[Stored items]

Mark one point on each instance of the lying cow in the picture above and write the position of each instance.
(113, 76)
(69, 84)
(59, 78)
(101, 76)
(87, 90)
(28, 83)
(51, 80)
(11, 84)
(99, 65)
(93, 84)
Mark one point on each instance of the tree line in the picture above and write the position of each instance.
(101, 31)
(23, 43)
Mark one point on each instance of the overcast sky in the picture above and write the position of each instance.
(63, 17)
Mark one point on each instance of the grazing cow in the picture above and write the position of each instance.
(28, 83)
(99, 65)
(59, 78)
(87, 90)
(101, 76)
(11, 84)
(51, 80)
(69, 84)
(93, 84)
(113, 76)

...

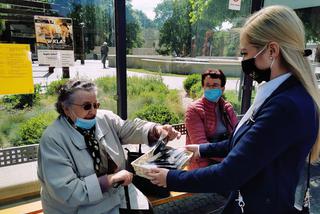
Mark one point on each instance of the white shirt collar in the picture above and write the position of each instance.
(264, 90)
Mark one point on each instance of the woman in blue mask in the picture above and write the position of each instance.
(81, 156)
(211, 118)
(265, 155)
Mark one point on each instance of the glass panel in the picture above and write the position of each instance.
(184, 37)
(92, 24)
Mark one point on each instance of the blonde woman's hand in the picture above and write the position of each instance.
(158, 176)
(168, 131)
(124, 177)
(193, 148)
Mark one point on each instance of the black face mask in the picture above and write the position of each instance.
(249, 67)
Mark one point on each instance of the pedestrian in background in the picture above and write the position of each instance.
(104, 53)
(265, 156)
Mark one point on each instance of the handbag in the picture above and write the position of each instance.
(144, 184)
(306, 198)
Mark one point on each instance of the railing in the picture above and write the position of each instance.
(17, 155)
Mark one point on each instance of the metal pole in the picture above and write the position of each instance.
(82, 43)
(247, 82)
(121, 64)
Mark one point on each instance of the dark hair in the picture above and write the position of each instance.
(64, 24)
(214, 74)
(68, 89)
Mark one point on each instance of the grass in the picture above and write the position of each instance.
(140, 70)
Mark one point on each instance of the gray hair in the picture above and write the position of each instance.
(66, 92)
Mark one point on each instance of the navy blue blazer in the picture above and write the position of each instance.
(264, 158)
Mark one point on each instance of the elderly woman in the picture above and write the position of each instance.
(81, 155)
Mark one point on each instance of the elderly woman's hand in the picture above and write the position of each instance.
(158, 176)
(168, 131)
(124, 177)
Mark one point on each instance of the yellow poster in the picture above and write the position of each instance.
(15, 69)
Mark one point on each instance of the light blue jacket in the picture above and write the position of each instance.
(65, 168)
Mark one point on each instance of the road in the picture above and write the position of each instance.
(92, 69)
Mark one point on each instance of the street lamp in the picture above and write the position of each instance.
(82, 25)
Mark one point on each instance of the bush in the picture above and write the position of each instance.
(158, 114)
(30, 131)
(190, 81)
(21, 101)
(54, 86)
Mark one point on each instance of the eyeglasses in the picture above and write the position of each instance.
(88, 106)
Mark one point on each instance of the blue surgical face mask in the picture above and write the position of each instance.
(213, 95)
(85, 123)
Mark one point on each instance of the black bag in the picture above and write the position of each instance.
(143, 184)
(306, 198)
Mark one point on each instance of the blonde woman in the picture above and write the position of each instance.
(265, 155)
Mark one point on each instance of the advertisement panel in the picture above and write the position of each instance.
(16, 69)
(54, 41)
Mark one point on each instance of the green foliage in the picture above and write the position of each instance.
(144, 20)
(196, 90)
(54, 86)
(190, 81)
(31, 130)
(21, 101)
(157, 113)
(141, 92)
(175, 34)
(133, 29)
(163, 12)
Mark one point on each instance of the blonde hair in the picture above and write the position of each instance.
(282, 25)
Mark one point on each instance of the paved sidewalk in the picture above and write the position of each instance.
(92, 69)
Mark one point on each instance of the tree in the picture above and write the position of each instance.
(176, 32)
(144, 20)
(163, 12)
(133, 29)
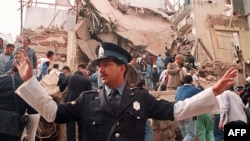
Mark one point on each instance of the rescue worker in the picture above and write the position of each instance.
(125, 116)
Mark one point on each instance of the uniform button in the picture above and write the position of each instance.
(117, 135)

== WHAT TO WORK ON ==
Return each line of the data above that contains the word "face", copied unchanged.

== RESULT ==
Mark one point on each instance of the black face mask in the picture above and write the position of each instance.
Mark one point on each instance of the blue surgical face mask in the picture above and write the position of each instance.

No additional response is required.